# Excerpted passage start

In a \( \triangle ABC \), prove that \( \frac{\sin B}{\sin C} = \frac{c - a\cos B}{b - a\cos C} \).
In a \( \triangle ABC \), prove that \( a\cos A + b\cos B + c\cos C = 2a\sin B \sin C \).
In a \( \triangle ABC \), \( \angle A = 60^\circ \). Prove that \( b + c = 2a\cos\left(\frac{B - C}{2}\right) \).
In a \( \triangle ABC \), prove the following (i) \( a\sin\left(\frac{A}{2} + B\right) = (b + c)\sin \frac{A}{2} \) (ii) \( a(\cos B + \cos C) = 2(b + c)\sin^2 \frac{A}{2} \) (iii) \( \frac{a^2 - c^2}{b^2} = \frac{\sin(A - C)}{\sin(A + C)} \) (iv) \( \frac{a\sin(B - C)}{b^2 - c^2} = \frac{b\sin(C - A)}{c^2 - a^2} = \frac{c\sin(A - B)}{a^2 - b^2} \) (v) \( \frac{a + b}{a - b} = \tan\left(\frac{A + B}{2}\right) \cot\left(\frac{A - B}{2}\right) \).
In a \( \triangle ABC \), prove that \( (a^2 - b^2 + c^2)\tan B = (a^2 + b^2 - c^2)\tan C \).
An Engineer has to develop a triangular shaped park with a perimeter \( 120 \) m in a village. The park to be developed must be of maximum area. Find out the dimensions of the park.
A rope of length \( 12 \) m is given. Find the largest area of the triangle formed by this rope and find the dimensions of the triangle so formed.

# Excerpted passage end

Exercise requirements:
a: In the triangle exercises, what perimeter must the engineer's park have?
b: Write the next few items of the triangle exercises, continuing after the problem about the 12 m rope.

# Entries provided start

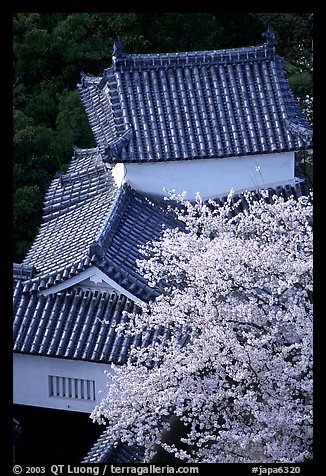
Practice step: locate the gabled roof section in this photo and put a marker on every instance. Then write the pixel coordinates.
(75, 324)
(76, 207)
(191, 105)
(135, 221)
(103, 451)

# Entries provided end

Responses for each task:
a: 120 m

b:
Derive Projection formula from (i) Law of sines, (ii) Law of cosines.

3.8 Application to Triangle#

Much of architecture and engineering relies on triangular support on any structure where stability is desired. Trigonometry helps to calculate the correct angle for the triangular support. Also trigonometry envisages the builders to correctly layout a curved structure. For a right triangle, any two information with atleast one side say SS, SA are sufficient to find the remaining elements of the triangle. But, to find the solution of an oblique triangle we need three elements with atleast one side. If any three elements with atleast one side of a triangle are given, then the Law of Sines, the Law of Cosines, the Projection formula can be used to find the other three elements.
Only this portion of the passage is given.